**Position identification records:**
##############################

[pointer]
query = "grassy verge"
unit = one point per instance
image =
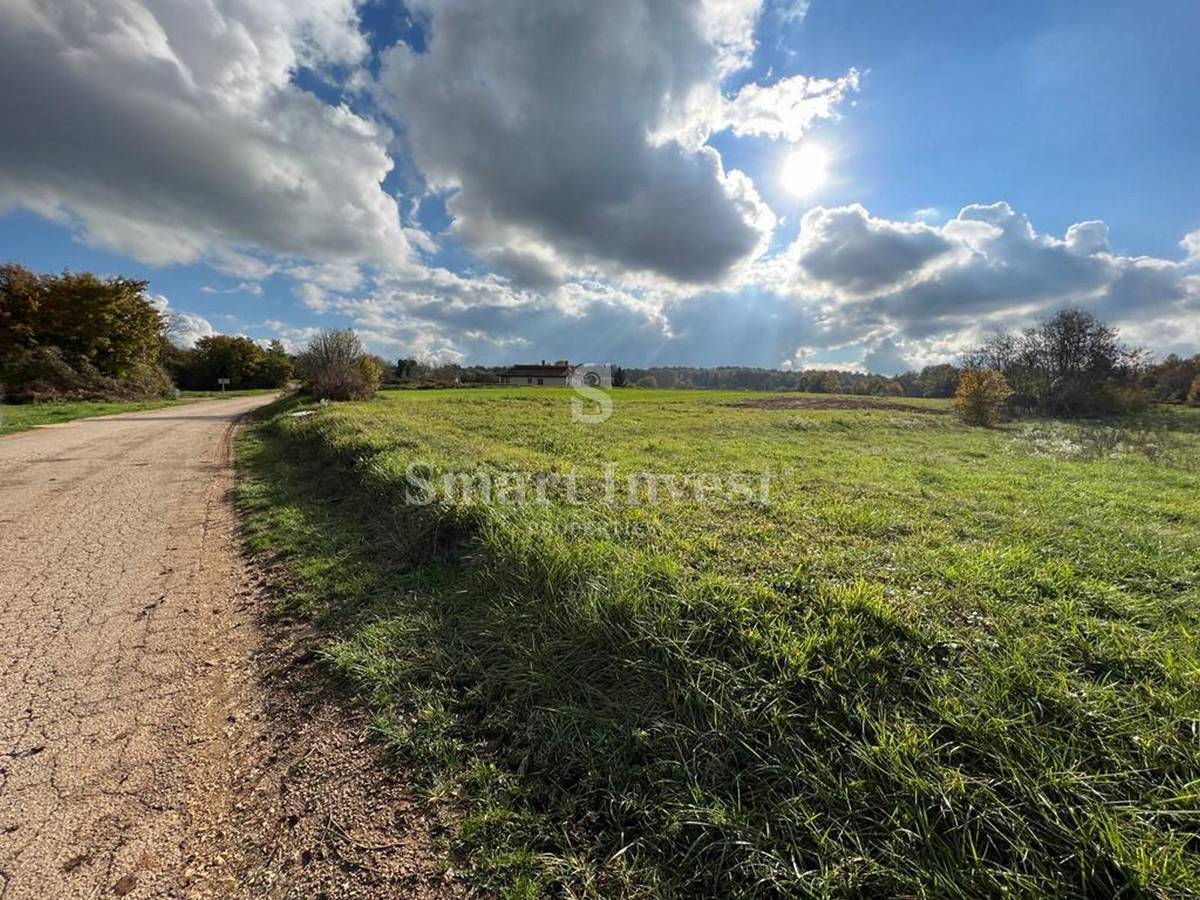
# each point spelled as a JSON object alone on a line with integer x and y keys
{"x": 22, "y": 417}
{"x": 29, "y": 415}
{"x": 933, "y": 661}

##############################

**REQUIREMENTS:** Retype every line of the data above without any change, omitting the picture.

**ANSWER:**
[pointer]
query = "grassy verge"
unit = one point per instance
image =
# each point spelled as a JSON object alone on a line with integer x and y keys
{"x": 22, "y": 417}
{"x": 29, "y": 415}
{"x": 933, "y": 661}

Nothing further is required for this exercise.